◆ **What to do**
#1 In the post about juggling work and family, rewrite the paragraph that begins "My house is a wreck all the time" as a short bulleted list that keeps its main facts.
#2 Pick up the post about juggling work and family after its last sentence and continue it.

#### Text ####

Wow, life has been much crazier this semester than I ever thought it could be. Recently, I feel like God has laid some things on my heart, and now Robert and I are just praying through them and waiting til we both feel complete peace before we make a decision.
I LOVE my job (as I have mentioned many times), and I never imagined that I would do anything else. I love the school, I love my supervisors, I love all the teachers; it's a great place to teach. And, I only work part time, right? Who wouldn't love that opportunity? Well... part time has turned in to much more than I thought (with a lot of at home work). I am so busy trying to keep up with everything, and I am not able to do things the way that I would like. I'm the type of person who likes to do my best or not do it at all... and right now I'm not able to do anything my best because I feel like I'm torn in many different directions (even just emotionally/mentally).
As you know, I am pregnant, and will be having another little one in a few months (actually, I'm not due for another 4 months, but that'll be here soon!). This feeling of being torn in many directions is only going to get much worse very soon. I mean, I'm going to practically have three babies. Karis is currently 3 1/2, Ethan is 16 months, and I'm going to have a newborn in February who will need lots of attention. And, at this point, Ethan is VERY needy... he can't even stand it when I'm on the computer (hence the reason why I'm not on much any more). He tries to close it the whole time :). He likes me to hold him and/or play with him. Both of the kids' naps have been crazy and random because their days are never the same. They don't have much consistency. So, I can never count on naps to get things done.
My house is a wreck all the time, I'm not organized at all (you should see my "to file" folder), I can't keep up with a meal plan or plan well for grocery shopping, cloth diapering is difficult because the time to wash/dry/fold is not there, I'm not able to make much from scratch (I've given up pretty much), and I'm just not able to do things the way that I feel is best (everything we eat is simple and convenient these days).
Many people tell me to just cut myself some slack, and I'm trying, but it's not working so well... because I WANT to do certain things and can't. I can't spend time just playing with the kids because I'm so busy and/or stressed about school stuff.

#### Listing ####

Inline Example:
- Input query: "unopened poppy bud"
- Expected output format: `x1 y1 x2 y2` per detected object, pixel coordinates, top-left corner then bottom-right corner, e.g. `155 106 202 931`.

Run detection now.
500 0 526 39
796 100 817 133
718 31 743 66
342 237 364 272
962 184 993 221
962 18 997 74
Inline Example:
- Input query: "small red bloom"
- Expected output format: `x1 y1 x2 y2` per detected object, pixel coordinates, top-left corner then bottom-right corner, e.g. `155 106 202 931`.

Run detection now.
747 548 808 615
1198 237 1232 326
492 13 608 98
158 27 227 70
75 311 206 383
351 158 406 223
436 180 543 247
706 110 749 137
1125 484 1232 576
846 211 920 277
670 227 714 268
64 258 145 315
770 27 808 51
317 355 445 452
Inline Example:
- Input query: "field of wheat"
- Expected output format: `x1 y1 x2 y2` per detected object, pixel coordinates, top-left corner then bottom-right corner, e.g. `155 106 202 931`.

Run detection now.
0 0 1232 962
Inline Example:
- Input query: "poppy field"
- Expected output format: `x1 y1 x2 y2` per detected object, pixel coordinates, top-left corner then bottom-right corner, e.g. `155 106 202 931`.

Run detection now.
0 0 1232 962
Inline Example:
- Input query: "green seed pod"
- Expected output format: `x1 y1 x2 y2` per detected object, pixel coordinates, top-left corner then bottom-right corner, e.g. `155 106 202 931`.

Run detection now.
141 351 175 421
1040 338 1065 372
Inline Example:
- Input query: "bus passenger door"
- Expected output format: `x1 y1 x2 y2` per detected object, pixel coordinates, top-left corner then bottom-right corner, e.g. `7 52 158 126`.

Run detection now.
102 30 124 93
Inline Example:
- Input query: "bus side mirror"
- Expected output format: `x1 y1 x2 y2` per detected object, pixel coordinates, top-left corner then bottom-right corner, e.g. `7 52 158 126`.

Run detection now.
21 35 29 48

####

◆ **Solved tasks**
#1
- My house is always a mess.
- I'm not organized at all, as my "to file" folder shows.
- I can't keep up with a meal plan or plan grocery shopping well.
- Cloth diapering is hard because there's no time to wash, dry and fold.
- I've pretty much given up making things from scratch.
- I can't do things the way I think is best; everything we eat is simple and convenient.

#2
Anyway... all this to say... I really feel like God has been laying on my heart that after this year, I need to be able to put my family first (well, second, after Him). I'm going to have three babies that need their mommy to be fully present in their lives. I don't want to look back later and regret not being there much for them because I was so preoccupied with something else (even if it's just in my mind). So, I am most likely (haven't made the final decision), not going to work after I have the baby (well, except for 2-3 weeks at the end of next semester to finish up my commitment). Robert and I have been talking a LOT about this as well as praying, and he has some concerns so we're not making it official. His concerns are things that can definitely be worked through, so I'm not too worried about it. Our finances are in a place now in which we could definitely make it without me working, but we don't have a lot of room for anything but necessities. I will, once again, have to learn to be very frugal (which I can do... we've been there before). He's concerned about the "what-ifs." What if the transmission goes out... what if we need new tires (which we do right now!), etc. But, we also know that if this is truly from God, that He will provide for those moments when we aren't sure where the money will come from. We are blessed to be able to receive pretty large income tax refunds (at least we did last year and this year we made about the same amount!), and this years' will be stashed away in savings for the "what-ifs" (and we can use those to continue to pay down our debt).
Other than financial, another concern of his is my emotional well being. He knows that I can't stand to be home all the time. So, if I decide to stay home, I will HAVE to figure out ways to get out of the house without spending money. Of course, I probably won't go into town much with 3 babies because that would be pretty stinkin' stressful :).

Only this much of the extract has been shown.